Rheinland-Pfalz Prozess wegen Entführung und Erpressung vor Landgericht Zweibrücken
Sie sollen einen Mann aus Pirmasens entführt und erpresst haben. Deshalb stehen seit Donnerstag drei Männer vor dem Landgericht Zweibrücken. Der Vorwurf: Menschenraub.
Am ersten Prozesstag verlas die Staatsanwaltschaft die Anklageschrift gegen die drei Angeklagten, die sich offenbar einen filmreifen Plan augedacht hatten. Ein vierter mutmaßlicher Täter hat sich nach Bulgarien abgesetzt und wird gesondert verfolgt. Doch nun zum Tathergang, den die Staatsanwaltschaft sehr abenteuerlich geschildert hat. Einer der drei Angeklagten soll mit dem Opfer befreundet gewesen sein und dieses Vertrauen für die Entführung und die Erpressung ausgenutzt haben.
Entführung nachts auf Bundesstraße bei Pirmasens
Der Angeklagte soll in einer Nacht im November 2024 mit dem Opfer in einem Auto über die B270 von Pirmasens in Richtung Kaiserslautern gefahren sein. Plötzlich tauchte hinter dem Wagen der beiden Freunde eine Limousine mit bulgarischen Kennzeichen auf, drängelte und gab ununterbrochen Lichthupe, um das vorausfahrende Auto zum Halten aufzufordern.
Angeklagte sollen Opfer und seine Familie bedroht haben
In diesem zweiten Auto soll einer der beiden anderen Angeklagten gesessen haben - zusammen mit dem vierten Tatverdächtigen, der sich nach Bulgarien abgesetzt hat. Die beiden Männer sollen mit einer Pistole und einem Revolver auf das andere Auto zugestürmt sein und die beiden Insassen - darunter ihr Komplize - massiv bedroht haben. Laut Anklage wurde der Komplize zum Schein KO geschlagen und in den Kofferraum verfrachtet. Das eigentliche Opfer wurde auf den Rücksitz gezwungen, wo er weiter mit der Waffe bedroht worden sein soll. Außerdem sollen die Angeklagten dem Mann gedroht haben, seine Familie zu töten.

■ Bereitgestelltes Material:
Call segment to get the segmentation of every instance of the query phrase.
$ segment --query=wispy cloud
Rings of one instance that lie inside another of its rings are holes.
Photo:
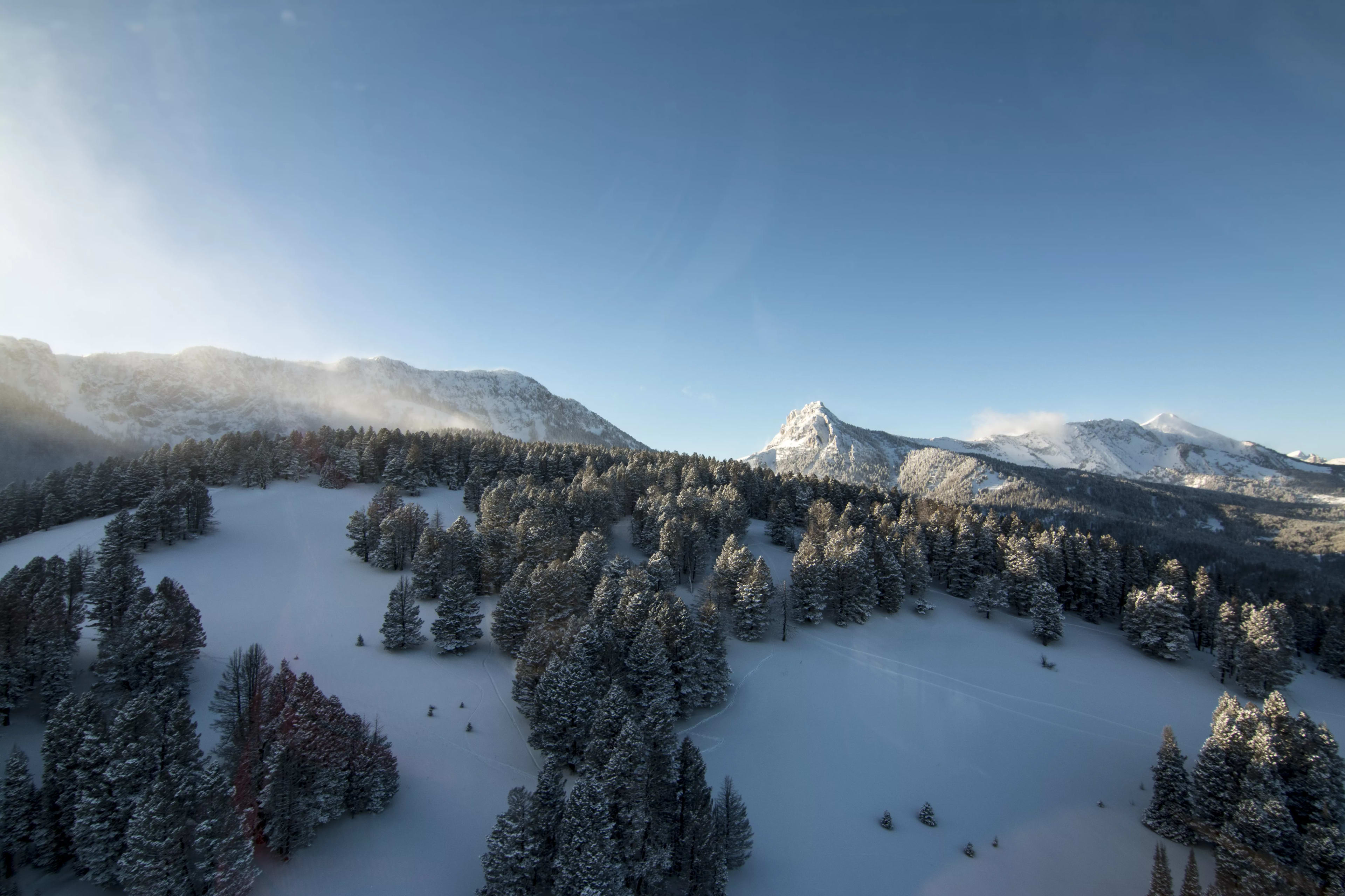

■ Gestellte Aufgabe A: Schreiben Sie aus dem Bericht über den Entführungsprozess eine Passage wortgetreu ab. Beginnen Sie bei den Worten "Angeklagte sollen Opfer" und hören Sie nach "Familie zu töten." auf.
■ Gestellte Aufgabe B: Setzen Sie den Bericht über den Entführungsprozess im Anschluss an seinen letzten Satz fort.

■ Lösung der Aufgabe A:
Angeklagte sollen Opfer und seine Familie bedroht haben
In diesem zweiten Auto soll einer der beiden anderen Angeklagten gesessen haben - zusammen mit dem vierten Tatverdächtigen, der sich nach Bulgarien abgesetzt hat. Die beiden Männer sollen mit einer Pistole und einem Revolver auf das andere Auto zugestürmt sein und die beiden Insassen - darunter ihr Komplize - massiv bedroht haben. Laut Anklage wurde der Komplize zum Schein KO geschlagen und in den Kofferraum verfrachtet. Das eigentliche Opfer wurde auf den Rücksitz gezwungen, wo er weiter mit der Waffe bedroht worden sein soll. Außerdem sollen die Angeklagten dem Mann gedroht haben, seine Familie zu töten.

■ Lösung der Aufgabe B:
Fingierte Fotos sollen Druck erhöhen
Zu diesem Zeitpunkt befand sich das Opfer in der Gewalt der beiden Männer, von denen nur einer auf der Anklagebank am Landgericht Zweibrücken sitzt. Um den Druck zu erhöhen sollten die beiden anderen Angeklagten dann Fotos schicken, die die Häuser von Familienmitgliedern des Opfers zeigen. Außerdem sollen die Männer ein Foto fingiert haben, das zeigt, wie der vermeintliche Freund, der ja ebenfalls "entführt" wurde, an einem Baum gefesselt im Wald sitzt.
Opfer kann in Luxemburg Polizei rufen
Der Mann aus Pirmasens überwies den Tätern dann auch rund 20.000 Euro und noch einmal 750.000 Euro in einer Kryptowährung. Das soll den Angeklagten aber nicht gereicht haben, sie sollen nochmal eine Million Euro gefordert haben. Das Opfer sagte daraufhin, dass er für eine solche Summe persönlich bei seiner Bank in Luxemburg vorsprechen müsse.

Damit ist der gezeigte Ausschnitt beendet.